Excerpt provided =>

Now all of this is helpful, for me, having built up to it over years, but for you, you would spend more time reading than riding trying to figure it all out in a short space of time! I recommend riding over reading! I still spend a lot of time reading and trying to figure out what information I can get out of the numbers kit gives me, quite frankly I have barely scratched the surface and sometimes I wonder if I even want/need to know any more, I am a numbers and information obsessive though. See how much I managed to garble on in this single post....... you don't want to end up like that do you!


----------



## Ningishzidda (28 Mar 2013)

Kies said:


> And i got this one
> 
> http://www.wiggle.co.uk/elite-crono-fluid-elastogel-trainer/


 
Elite usually print a graph of the machine's curves on the outside of the box.
Can you take a piccie and post it?

One of the five curves should go through 180 Watts at 32 kmh. If there is, that's a Roadrace bike on level ground.
Another might go through 220 W at 32 kmh. That's a touring bike.

All you need to do is ride as far as possible in 20 mins with the machine on the 'Roadrace bike' setting. Enlarge your piccie of the graph and make an estimation of the wattage for your average speed over the 20 mins test. Multiply the result by 0.95 and that's a reasonable estimate of your Functional Threshold Power.
If you are clever, you can build a spreadsheet of the curves and formulate a polynomial equation for each curve.

Exercise requirements => List every distinct quantity in the trainer power excerpt that is given with a unit of power, speed, or time. The records aren't needed for this.

Material =>
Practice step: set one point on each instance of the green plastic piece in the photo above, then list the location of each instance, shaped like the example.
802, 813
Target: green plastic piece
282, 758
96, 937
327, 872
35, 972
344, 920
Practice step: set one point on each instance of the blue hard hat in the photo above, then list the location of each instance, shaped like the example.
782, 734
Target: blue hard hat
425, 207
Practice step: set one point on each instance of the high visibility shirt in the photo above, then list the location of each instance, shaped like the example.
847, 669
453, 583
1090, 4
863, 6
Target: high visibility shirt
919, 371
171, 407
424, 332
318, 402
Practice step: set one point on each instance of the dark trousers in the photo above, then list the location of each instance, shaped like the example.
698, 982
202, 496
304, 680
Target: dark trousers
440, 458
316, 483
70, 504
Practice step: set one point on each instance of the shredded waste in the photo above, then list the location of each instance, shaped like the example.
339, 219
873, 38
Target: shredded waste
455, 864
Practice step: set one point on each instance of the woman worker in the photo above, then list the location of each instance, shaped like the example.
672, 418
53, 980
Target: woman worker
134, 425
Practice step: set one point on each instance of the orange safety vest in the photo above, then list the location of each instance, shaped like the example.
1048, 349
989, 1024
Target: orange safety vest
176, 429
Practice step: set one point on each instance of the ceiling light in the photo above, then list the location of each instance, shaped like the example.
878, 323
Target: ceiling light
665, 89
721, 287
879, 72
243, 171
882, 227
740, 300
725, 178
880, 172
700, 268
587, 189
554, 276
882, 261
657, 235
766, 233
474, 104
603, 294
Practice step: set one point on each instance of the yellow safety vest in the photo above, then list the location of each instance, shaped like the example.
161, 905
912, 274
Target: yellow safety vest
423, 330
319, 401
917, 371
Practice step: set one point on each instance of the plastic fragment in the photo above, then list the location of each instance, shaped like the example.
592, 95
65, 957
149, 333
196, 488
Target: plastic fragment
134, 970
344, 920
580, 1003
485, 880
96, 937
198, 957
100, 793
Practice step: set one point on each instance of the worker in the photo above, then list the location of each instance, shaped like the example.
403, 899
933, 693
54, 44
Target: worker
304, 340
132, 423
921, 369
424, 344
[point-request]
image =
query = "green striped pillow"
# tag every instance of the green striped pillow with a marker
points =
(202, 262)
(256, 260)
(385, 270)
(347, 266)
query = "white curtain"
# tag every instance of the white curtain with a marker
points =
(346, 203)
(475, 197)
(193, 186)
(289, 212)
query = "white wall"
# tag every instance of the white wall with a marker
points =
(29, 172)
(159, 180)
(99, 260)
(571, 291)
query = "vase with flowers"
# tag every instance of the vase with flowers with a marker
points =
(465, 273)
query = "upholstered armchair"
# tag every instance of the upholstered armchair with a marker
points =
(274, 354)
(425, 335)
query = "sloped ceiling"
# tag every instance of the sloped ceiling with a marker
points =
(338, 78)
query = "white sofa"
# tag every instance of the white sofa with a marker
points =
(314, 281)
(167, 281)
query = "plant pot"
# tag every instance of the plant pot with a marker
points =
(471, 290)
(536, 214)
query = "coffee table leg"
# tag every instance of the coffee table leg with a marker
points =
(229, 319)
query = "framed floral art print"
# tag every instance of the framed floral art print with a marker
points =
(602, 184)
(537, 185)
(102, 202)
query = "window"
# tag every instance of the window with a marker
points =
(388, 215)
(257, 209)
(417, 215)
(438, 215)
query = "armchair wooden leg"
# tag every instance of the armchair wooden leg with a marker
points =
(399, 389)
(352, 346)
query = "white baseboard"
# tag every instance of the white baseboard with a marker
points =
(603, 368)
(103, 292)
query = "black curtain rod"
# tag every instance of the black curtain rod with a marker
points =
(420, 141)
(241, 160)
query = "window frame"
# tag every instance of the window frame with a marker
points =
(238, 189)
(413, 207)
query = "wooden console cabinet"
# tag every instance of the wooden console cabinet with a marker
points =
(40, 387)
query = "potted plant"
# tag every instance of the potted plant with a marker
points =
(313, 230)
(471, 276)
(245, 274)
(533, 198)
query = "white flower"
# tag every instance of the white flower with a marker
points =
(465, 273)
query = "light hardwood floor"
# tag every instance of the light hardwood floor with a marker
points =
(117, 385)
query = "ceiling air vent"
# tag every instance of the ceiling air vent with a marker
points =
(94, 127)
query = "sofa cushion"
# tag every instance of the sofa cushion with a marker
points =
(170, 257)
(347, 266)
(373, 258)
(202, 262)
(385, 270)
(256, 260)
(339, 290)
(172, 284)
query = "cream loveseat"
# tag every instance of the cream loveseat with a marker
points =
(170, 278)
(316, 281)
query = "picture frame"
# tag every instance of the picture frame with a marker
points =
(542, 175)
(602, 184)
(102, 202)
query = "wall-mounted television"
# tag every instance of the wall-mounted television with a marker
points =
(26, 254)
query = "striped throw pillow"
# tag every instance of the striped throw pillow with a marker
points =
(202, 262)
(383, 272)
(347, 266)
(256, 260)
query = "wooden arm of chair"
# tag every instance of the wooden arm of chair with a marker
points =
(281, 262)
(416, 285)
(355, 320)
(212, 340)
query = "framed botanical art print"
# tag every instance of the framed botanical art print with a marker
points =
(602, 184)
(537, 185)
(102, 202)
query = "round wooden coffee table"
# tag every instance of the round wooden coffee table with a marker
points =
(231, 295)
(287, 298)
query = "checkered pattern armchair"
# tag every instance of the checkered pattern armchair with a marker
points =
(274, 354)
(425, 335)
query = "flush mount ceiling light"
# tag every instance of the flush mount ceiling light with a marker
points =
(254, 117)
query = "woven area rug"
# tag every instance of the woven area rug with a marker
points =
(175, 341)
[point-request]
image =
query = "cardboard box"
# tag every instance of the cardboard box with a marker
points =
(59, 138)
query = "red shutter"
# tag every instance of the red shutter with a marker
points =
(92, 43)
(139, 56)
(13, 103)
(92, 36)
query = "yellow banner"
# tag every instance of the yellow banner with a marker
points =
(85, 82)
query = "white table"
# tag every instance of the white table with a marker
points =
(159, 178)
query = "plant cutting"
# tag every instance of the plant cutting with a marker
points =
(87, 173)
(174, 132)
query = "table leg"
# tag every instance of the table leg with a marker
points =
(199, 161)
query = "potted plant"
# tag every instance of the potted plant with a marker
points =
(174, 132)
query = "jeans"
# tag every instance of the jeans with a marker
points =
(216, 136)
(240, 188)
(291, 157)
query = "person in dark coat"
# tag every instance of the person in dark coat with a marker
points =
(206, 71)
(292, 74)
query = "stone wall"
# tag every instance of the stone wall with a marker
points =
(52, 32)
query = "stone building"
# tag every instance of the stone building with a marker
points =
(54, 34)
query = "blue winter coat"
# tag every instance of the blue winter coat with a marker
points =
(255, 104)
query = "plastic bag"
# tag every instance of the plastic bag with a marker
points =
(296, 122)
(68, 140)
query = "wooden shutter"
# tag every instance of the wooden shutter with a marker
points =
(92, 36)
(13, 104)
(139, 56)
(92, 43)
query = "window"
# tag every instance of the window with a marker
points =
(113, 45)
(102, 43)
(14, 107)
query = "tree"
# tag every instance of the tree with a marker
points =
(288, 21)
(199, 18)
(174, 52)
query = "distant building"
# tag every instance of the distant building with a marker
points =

Completed exercise => 180 Watts, 32 kmh, 220 W, 20 mins